### Data provided
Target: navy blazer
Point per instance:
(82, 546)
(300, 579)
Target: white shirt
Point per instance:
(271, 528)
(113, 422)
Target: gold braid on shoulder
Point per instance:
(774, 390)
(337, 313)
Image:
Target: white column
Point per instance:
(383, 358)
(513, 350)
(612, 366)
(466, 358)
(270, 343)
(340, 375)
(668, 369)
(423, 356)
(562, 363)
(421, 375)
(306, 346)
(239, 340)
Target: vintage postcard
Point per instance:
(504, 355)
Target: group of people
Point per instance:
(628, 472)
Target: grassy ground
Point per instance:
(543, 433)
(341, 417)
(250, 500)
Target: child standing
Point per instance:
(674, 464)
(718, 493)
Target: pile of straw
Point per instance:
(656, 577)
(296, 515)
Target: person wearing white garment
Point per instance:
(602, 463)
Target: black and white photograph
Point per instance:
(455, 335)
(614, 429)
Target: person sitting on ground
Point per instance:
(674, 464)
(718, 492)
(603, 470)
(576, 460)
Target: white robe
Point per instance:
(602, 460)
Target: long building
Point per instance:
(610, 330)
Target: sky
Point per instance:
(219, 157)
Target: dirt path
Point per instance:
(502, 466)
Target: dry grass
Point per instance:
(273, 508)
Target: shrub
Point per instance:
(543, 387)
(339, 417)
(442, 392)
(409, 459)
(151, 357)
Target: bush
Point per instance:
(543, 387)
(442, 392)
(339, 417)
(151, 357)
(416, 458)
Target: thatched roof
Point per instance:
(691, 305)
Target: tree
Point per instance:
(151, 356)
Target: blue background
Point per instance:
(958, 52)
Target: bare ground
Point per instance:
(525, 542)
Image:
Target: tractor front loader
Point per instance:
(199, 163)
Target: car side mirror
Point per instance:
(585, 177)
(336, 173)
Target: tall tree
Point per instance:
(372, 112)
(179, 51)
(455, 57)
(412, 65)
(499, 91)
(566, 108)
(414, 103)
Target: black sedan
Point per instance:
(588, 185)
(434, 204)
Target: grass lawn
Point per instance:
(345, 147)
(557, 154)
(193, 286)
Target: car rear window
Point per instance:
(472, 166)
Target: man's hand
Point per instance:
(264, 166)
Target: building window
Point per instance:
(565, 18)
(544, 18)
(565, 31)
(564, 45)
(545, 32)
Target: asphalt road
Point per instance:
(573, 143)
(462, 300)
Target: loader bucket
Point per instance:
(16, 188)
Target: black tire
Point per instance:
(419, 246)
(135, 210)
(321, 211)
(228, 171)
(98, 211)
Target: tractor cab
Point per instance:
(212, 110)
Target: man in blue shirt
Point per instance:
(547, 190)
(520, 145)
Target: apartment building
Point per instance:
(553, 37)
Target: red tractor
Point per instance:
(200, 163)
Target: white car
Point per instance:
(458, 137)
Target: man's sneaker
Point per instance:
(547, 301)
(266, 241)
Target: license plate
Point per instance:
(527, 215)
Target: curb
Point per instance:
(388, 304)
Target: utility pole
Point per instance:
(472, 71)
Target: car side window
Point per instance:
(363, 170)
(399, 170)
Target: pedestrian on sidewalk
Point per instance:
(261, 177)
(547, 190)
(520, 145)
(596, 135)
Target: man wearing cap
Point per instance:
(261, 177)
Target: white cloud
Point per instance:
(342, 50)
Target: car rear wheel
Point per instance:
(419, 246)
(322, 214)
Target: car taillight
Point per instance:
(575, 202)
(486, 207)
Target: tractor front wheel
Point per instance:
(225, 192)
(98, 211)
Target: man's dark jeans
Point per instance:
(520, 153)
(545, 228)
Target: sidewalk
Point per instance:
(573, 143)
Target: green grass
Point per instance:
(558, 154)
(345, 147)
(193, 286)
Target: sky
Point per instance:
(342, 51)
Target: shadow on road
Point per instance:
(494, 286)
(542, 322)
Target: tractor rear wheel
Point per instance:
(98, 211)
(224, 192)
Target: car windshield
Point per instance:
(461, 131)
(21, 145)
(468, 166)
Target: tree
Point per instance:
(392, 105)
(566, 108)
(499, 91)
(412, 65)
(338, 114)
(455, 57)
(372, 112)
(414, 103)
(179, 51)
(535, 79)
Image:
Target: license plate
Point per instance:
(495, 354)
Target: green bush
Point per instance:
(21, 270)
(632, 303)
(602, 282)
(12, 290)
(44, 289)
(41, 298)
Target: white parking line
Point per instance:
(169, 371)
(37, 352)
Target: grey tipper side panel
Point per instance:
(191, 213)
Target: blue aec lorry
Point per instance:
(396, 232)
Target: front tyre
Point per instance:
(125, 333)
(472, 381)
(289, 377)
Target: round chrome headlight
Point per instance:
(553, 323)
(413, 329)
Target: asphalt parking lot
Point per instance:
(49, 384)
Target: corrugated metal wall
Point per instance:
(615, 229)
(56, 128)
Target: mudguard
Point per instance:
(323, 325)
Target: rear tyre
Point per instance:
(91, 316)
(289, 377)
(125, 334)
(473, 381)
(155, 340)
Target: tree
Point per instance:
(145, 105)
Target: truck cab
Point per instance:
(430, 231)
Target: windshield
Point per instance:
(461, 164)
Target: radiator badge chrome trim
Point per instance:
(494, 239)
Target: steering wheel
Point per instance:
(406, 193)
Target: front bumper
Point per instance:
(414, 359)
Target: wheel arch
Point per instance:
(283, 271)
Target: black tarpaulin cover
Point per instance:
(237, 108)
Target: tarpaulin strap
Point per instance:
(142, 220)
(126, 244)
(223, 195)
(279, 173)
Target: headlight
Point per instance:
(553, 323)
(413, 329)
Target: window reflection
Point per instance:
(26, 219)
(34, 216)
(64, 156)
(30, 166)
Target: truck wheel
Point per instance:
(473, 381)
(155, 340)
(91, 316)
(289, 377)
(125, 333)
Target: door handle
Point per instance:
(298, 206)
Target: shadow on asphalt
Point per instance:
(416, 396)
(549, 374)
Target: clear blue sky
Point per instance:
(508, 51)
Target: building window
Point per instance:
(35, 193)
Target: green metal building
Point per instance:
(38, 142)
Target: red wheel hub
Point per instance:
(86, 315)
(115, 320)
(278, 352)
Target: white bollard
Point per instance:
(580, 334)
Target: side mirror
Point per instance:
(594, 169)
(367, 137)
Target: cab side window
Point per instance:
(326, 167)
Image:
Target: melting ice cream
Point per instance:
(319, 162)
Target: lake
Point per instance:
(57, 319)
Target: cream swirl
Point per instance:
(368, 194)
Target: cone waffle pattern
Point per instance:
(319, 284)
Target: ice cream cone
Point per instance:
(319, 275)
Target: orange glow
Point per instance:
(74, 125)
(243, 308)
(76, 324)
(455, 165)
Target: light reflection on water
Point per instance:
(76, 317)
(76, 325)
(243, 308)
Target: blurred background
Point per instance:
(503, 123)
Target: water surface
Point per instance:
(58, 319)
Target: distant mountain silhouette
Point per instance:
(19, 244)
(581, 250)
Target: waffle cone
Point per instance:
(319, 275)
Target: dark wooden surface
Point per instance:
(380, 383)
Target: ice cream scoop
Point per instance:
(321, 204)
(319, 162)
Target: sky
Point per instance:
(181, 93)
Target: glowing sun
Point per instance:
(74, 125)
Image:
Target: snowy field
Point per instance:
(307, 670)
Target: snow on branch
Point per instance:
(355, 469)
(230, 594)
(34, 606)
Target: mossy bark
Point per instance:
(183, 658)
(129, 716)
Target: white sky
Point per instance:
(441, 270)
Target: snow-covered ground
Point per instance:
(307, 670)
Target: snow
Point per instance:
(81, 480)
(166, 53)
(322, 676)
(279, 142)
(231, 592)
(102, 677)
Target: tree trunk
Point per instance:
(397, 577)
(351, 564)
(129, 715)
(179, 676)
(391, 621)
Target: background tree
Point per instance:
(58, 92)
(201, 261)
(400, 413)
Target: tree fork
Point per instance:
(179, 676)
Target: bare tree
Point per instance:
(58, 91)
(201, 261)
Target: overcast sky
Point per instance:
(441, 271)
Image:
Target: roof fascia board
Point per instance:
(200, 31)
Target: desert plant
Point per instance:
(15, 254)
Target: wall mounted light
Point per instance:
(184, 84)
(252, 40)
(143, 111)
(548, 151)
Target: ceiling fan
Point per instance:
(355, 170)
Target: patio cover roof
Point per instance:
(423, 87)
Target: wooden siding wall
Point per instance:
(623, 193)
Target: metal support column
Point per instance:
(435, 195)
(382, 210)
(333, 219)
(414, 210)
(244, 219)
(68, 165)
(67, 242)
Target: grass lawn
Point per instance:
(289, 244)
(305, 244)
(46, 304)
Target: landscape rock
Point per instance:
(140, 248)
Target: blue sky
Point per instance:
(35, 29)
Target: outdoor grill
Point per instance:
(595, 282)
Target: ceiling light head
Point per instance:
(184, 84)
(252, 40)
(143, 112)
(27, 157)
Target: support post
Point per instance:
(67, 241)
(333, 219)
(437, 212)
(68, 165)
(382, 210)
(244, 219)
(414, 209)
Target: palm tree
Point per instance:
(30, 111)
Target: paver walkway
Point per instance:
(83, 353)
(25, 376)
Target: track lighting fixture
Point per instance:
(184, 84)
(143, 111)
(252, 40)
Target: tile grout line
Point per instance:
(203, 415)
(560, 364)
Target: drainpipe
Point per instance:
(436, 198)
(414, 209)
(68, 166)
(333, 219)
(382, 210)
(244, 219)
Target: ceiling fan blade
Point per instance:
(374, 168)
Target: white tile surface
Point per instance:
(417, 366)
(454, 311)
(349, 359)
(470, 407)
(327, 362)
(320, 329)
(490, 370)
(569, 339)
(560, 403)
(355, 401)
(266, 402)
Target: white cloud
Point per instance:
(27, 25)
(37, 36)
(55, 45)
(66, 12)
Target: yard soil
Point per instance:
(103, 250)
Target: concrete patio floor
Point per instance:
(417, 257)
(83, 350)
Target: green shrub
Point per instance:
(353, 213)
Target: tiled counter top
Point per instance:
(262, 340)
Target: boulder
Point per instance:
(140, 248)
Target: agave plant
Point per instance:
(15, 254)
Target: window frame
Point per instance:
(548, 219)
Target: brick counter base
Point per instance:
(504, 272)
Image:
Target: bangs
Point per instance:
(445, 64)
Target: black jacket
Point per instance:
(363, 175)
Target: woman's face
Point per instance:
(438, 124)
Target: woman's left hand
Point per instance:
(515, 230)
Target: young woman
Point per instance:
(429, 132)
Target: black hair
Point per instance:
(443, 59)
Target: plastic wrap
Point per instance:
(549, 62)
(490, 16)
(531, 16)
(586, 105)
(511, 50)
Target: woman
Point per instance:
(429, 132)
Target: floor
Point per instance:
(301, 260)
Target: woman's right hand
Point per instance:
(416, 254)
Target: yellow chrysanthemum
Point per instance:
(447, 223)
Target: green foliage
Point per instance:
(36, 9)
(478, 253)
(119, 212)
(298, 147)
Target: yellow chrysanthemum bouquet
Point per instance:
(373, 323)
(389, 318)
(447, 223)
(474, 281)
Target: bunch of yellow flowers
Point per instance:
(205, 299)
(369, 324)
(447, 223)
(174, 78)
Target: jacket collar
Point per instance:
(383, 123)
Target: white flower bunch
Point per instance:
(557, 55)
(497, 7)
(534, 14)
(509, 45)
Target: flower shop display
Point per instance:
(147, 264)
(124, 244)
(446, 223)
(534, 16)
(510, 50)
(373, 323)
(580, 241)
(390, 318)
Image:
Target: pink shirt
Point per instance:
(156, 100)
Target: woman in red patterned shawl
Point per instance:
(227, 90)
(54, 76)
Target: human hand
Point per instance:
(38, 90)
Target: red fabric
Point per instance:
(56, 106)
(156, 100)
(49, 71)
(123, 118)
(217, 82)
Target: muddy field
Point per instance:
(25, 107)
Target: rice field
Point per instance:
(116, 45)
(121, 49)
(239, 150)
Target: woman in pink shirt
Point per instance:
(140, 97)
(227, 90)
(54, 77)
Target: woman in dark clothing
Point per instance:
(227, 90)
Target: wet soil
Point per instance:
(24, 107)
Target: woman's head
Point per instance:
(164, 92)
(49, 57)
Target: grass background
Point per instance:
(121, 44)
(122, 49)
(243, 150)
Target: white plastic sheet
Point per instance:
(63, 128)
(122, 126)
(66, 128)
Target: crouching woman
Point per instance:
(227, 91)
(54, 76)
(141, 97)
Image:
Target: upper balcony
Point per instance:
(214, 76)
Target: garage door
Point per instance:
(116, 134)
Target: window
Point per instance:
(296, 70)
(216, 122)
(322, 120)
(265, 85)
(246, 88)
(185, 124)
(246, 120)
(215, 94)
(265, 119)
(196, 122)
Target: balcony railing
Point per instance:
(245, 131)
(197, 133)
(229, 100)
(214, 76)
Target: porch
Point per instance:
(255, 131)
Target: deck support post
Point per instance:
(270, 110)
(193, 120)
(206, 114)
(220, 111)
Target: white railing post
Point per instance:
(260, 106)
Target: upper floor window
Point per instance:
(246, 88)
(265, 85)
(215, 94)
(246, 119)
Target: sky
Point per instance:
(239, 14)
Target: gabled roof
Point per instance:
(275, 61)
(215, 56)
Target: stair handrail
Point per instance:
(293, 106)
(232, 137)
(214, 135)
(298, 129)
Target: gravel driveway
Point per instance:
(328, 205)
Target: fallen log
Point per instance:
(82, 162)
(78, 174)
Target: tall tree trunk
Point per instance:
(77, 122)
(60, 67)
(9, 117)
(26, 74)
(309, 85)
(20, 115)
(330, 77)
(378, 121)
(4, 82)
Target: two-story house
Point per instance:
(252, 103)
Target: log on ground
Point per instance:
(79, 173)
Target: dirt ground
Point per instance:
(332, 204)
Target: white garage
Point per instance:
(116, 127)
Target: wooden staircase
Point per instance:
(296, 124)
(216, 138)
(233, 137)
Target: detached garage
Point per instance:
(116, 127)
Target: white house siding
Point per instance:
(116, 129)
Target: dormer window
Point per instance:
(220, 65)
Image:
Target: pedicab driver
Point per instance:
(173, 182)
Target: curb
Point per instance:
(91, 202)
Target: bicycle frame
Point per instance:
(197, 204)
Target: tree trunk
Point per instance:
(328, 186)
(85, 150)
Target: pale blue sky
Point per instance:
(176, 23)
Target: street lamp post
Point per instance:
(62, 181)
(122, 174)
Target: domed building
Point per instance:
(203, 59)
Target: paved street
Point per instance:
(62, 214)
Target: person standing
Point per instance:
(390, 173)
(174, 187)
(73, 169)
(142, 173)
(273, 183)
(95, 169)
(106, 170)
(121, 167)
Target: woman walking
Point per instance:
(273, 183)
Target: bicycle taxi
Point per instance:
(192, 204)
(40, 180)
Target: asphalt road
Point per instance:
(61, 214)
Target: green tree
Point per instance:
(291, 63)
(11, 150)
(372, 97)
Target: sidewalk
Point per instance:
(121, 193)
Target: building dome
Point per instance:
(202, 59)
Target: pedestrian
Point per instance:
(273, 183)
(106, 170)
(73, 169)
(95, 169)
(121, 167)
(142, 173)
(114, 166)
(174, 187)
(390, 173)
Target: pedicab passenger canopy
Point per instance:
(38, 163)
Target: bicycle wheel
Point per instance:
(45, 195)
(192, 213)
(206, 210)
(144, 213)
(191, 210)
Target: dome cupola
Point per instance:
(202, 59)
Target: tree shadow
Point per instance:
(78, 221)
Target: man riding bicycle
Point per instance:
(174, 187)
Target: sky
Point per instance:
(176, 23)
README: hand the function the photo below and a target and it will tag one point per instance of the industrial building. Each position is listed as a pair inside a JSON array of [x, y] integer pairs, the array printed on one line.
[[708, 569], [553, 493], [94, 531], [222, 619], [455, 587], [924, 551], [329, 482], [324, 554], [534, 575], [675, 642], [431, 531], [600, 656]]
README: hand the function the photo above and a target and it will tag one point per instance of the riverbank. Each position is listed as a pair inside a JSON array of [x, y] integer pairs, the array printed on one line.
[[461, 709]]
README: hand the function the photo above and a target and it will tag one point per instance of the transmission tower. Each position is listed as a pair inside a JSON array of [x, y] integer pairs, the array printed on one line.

### Work item
Filter the entries and copy out every line with the word "truck".

### Task output
Target: truck cab
Target: truck wheel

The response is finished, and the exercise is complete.